■ Work required:
With the images removed, reproduce each entry below word for word.

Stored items
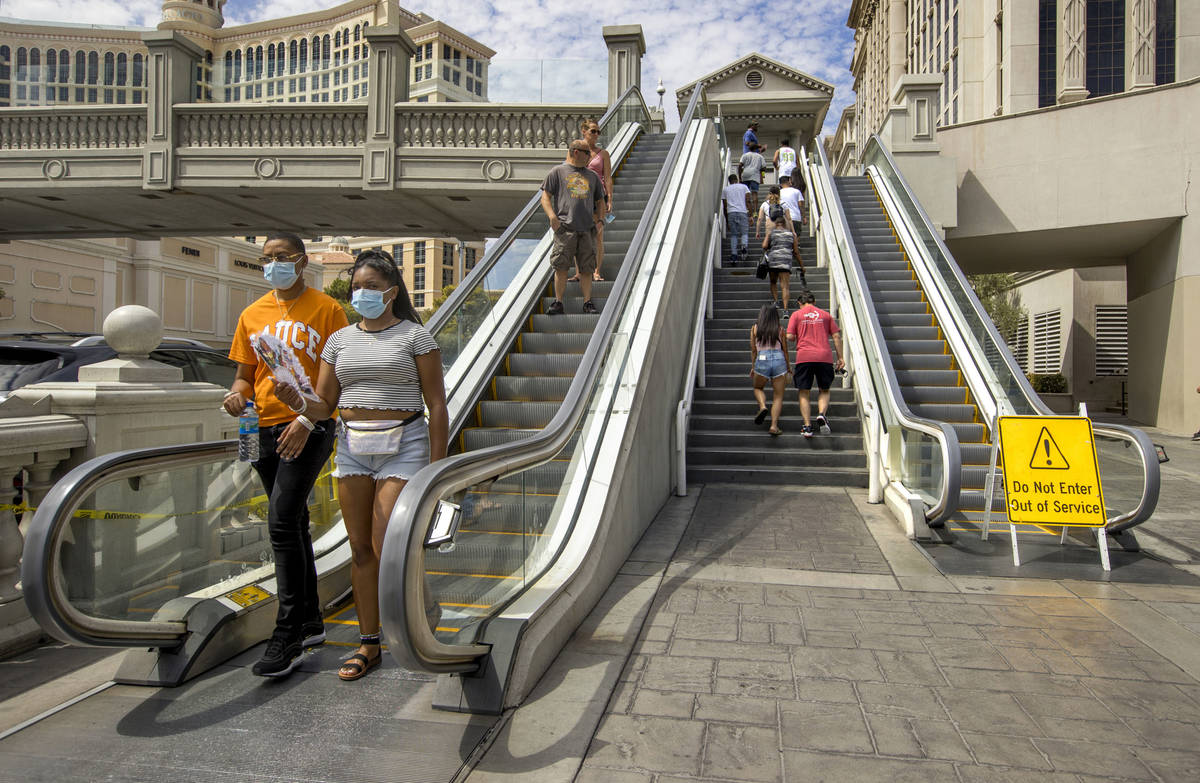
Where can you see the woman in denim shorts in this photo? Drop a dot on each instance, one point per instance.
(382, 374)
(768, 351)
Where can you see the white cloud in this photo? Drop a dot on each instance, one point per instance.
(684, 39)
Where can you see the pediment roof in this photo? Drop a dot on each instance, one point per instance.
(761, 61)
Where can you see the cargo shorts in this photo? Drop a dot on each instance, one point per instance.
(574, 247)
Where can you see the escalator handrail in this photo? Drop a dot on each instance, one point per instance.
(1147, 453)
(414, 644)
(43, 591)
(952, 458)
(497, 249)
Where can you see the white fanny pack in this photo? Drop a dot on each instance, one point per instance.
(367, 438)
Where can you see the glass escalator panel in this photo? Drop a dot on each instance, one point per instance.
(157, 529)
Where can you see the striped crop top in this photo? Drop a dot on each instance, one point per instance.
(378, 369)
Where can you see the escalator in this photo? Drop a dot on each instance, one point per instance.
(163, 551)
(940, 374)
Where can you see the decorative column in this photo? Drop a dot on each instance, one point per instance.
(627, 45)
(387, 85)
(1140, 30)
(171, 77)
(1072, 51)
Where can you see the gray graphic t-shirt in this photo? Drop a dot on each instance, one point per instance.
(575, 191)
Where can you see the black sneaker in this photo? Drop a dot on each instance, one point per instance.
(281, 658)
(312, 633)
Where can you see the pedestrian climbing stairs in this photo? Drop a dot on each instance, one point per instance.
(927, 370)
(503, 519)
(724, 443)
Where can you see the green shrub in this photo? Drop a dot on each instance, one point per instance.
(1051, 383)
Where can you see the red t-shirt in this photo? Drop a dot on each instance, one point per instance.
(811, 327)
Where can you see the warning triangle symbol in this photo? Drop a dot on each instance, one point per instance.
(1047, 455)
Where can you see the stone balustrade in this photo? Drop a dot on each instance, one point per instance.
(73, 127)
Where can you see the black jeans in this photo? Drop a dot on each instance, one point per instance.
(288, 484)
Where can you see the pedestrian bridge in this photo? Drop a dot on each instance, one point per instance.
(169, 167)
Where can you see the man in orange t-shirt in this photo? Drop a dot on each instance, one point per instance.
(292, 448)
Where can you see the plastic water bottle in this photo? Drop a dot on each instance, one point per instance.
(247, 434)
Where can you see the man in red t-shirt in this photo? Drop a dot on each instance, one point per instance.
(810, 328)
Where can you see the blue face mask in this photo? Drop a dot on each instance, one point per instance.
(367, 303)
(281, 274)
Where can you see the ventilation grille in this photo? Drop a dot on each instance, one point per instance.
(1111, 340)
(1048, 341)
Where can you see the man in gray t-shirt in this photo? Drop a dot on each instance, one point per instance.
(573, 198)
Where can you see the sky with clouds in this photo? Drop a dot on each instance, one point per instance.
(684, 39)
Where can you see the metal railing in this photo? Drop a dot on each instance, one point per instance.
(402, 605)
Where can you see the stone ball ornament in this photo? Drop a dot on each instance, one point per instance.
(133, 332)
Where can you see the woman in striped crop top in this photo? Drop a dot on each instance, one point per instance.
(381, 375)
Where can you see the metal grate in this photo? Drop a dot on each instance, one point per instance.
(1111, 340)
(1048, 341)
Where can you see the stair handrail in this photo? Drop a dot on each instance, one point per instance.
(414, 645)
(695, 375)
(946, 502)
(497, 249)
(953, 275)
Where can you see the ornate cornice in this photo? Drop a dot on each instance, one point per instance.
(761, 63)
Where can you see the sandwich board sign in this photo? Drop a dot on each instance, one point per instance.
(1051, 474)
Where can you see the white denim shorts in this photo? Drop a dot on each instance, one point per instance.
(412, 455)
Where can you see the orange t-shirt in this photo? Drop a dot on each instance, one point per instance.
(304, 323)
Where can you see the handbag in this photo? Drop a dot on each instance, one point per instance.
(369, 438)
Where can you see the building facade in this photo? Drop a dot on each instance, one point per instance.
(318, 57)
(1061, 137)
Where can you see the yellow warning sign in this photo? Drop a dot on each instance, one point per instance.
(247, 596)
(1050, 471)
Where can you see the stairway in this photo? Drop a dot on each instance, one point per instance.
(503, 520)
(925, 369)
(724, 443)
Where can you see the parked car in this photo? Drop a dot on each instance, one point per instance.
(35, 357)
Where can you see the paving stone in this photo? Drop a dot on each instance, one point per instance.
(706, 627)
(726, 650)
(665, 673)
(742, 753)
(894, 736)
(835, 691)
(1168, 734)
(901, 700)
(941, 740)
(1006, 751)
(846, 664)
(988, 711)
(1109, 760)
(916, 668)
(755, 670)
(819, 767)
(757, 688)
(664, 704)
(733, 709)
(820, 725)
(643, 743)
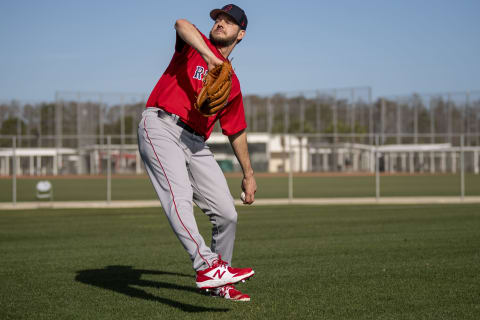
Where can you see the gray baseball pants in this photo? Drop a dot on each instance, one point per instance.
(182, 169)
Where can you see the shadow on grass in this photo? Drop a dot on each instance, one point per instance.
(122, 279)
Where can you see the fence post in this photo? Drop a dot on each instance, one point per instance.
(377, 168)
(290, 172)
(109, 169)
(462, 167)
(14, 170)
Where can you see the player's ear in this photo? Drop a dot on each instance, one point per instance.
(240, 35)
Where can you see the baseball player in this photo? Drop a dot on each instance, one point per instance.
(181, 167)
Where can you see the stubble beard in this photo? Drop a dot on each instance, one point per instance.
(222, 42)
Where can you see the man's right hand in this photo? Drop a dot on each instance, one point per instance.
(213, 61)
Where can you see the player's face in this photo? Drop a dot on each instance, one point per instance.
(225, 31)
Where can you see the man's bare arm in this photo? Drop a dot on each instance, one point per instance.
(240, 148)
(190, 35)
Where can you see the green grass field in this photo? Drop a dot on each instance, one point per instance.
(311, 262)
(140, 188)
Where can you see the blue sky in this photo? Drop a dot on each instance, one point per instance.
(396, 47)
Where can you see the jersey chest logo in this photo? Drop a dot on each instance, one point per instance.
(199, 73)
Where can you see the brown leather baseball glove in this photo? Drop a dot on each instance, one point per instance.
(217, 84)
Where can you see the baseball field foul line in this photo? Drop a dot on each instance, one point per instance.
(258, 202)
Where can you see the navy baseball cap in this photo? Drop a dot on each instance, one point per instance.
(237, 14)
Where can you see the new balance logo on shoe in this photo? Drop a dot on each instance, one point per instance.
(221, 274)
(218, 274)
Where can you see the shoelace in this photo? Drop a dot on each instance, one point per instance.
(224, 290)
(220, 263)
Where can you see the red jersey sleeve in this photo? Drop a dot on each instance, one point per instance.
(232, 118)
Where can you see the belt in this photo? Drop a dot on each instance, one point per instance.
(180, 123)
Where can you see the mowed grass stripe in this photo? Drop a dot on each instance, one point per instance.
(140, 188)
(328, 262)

■ Expected answer:
Where can you see the woman in denim shorts in this photo? Drop a dot on each instance, one point per instance.
(382, 374)
(768, 351)
Where can you see the white cloud in this photo? Drop a dot on each instance, one point per instance.
(684, 39)
Where can you see the pediment roof in this photo? Drop a dot on each instance, one point per instance.
(761, 61)
Where can you see the cargo shorts in this photo? Drop a dot on each instance, one point per instance.
(574, 247)
Where can you see the escalator handrail in this photo? Drop a dot on each instance, one point per instance.
(1147, 453)
(414, 644)
(43, 591)
(952, 458)
(497, 249)
Where can you see the white fanny pack in this photo? Drop a dot on each instance, one point per instance.
(367, 438)
Where can you see the glass escalator panel in this photo? Drop a dot on each instance, one point per instance.
(157, 529)
Where can you see the striped crop top in this photo? Drop a dot on each instance, one point per instance.
(378, 369)
Where can you see the escalator in this photo? Drop a dot on each instance, one point per instance.
(163, 551)
(940, 374)
Where can you see the decorative column in this photo? Drop a dot on each instance, one point per instance.
(627, 45)
(387, 85)
(1140, 30)
(171, 77)
(1072, 51)
Where can you see the gray graphic t-shirt in this photo? Drop a dot on each instance, one point per instance.
(575, 191)
Where can you see the black sneaker in this photo? Drop a dot on each instance, one point per instance.
(281, 658)
(312, 633)
Where can you see the pedestrian climbing stairs in this photo? Drop a dot on each instance, one point per instance.
(927, 370)
(503, 519)
(724, 443)
Where can you see the green shrub in this photo? Drop a dot on each instance, one point per instance.
(1051, 383)
Where can you see the red t-shirt in this photo? Drop a dot on each instance, one point per instance.
(811, 327)
Where can you see the warning triangle symbol in this photo? Drop a dot on each instance, one point per instance.
(1047, 455)
Where can you see the stone balustrade in this photo? Drop a dot on each instance, one point per instance.
(73, 127)
Where can you see the black jeans in this photo? Drop a dot on each instance, one point per instance.
(288, 484)
Where can you see the pedestrian bridge in this photo? Drop a dot on each instance, one point per instance.
(169, 167)
Where can you see the man in orange t-shirt in this photo? Drop a dot on each instance, one point per instance.
(292, 448)
Where can you see the plastic water bottle in this photo? Drop a dot on each instance, one point per instance.
(247, 434)
Where can you see the man in red t-shirt in this photo? Drop a dot on each instance, one point per instance.
(810, 328)
Where can you see the blue face mask in this photo? Drop a dot on each instance, one point per instance.
(367, 303)
(281, 274)
Where can you see the ventilation grille in this photo? Drop a dot on each instance, one point per instance.
(1111, 340)
(1048, 341)
Where can you see the man in gray t-shirt in this photo? Drop a dot on each instance, one point per instance.
(573, 198)
Where can you see the sky with clouds in this photo? Drop a dot on each instance, one point per instance.
(684, 39)
Where can you see the metal railing in this photo? Drop a dot on each instance, one point per instance.
(402, 605)
Where can you see the stone ball ornament in this photo? Drop a dot on each instance, one point per instance.
(133, 332)
Where can you see the woman in striped crop top in this photo? Drop a dot on each instance, one point per instance.
(381, 375)
Where can you see the metal grate in this photo? Drop a dot on each instance, one point per instance.
(1111, 340)
(1048, 341)
Where can you see the stair handrail in this photo? Drop a dot on each instance, one point per instance.
(414, 645)
(695, 375)
(946, 502)
(497, 249)
(953, 275)
Where can you see the ornate cornice in this photo? Drop a dot on each instance, one point per instance.
(761, 63)
Where can you see the sandwich board sign in this photo? Drop a dot on each instance, one point per instance.
(1051, 474)
Where can you see the white denim shorts in this photo? Drop a dot on each instance, one point per instance.
(412, 455)
Where can you see the orange t-shirt in this photo? Drop a dot on each instance, one point per instance.
(304, 323)
Where can you see the handbag in this photo? Drop a dot on each instance, one point per instance.
(369, 438)
Where can you see the building facade in this photo? Drop a dot on each instance, one point per instance.
(318, 57)
(1061, 137)
Where can you see the yellow warning sign in this photo? Drop a dot on each instance, one point per instance.
(247, 596)
(1050, 471)
Where can you see the stairway in this photo? Drop a dot on each instance, one point per instance.
(503, 520)
(925, 369)
(724, 443)
Where can you see the parked car in this photo? Drop a dot on each instance, one point per instance.
(35, 357)
Where can you see the paving stone in this photo? Drop a dot on each instance, one point per instance.
(706, 627)
(726, 650)
(665, 673)
(742, 753)
(894, 736)
(835, 691)
(1168, 734)
(901, 700)
(941, 740)
(1006, 751)
(846, 664)
(988, 711)
(1109, 760)
(916, 668)
(755, 670)
(819, 767)
(757, 688)
(664, 704)
(733, 709)
(820, 725)
(643, 743)
Where can you see the gray baseball pants in this photo? Drop a dot on each instance, one point per instance.
(182, 169)
Where can you see the shadow on grass in this photo? Drop a dot on each instance, one point per instance.
(122, 279)
Where can you see the fence post in this photo? Drop a dot on each instance, one point per instance.
(377, 168)
(290, 172)
(109, 169)
(462, 167)
(14, 170)
Where can you see the player's ear in this photo? Drop a dot on each instance, one point per instance.
(240, 35)
Where can you see the baseball player in this photo? Drop a dot on each instance, one point per instance.
(181, 167)
Where can you see the stubble beard in this photo? Drop a dot on each instance, one point per instance.
(222, 42)
Where can you see the man's right hand in this photo? Drop a dot on each instance, one point per instance.
(213, 61)
Where can you see the player's face in this photo? Drop a dot on each instance, one point per instance.
(225, 31)
Where can you see the man's bare arm in this photo? Drop a dot on each instance, one point per instance.
(240, 148)
(190, 35)
Where can you see the green grass field in this photo? Drop a dot on each instance, one point per instance.
(311, 262)
(140, 188)
Where can you see the blue sky in this photo? Drop a dot on each instance, one point per instance.
(396, 47)
Where can you see the jersey chest logo in this photo? Drop a dot on each instance, one point per instance.
(199, 73)
Where can you see the brown leather baseball glove in this photo? Drop a dot on each instance, one point per instance.
(217, 84)
Where can you see the baseball field foul line in this photo? Drop a dot on each instance, one point per instance.
(258, 202)
Where can you see the navy baseball cap in this photo? Drop a dot on each instance, one point per instance.
(237, 14)
Where can you see the new balance logo on shoe in this photo? Drop a dot on each instance, one point per instance.
(221, 274)
(218, 274)
Where can you see the shoelace in this photo? Drop a dot on each instance, one point per instance.
(224, 290)
(220, 263)
Where can you see the red jersey sleeve in this photo? Drop a dot on each instance, one point per instance.
(232, 118)
Where can you see the belt in this photo? Drop a dot on each instance, one point per instance.
(180, 123)
Where can you see the mowed grass stripe in this photo? Drop a dot on each instance, one point per instance.
(140, 188)
(328, 262)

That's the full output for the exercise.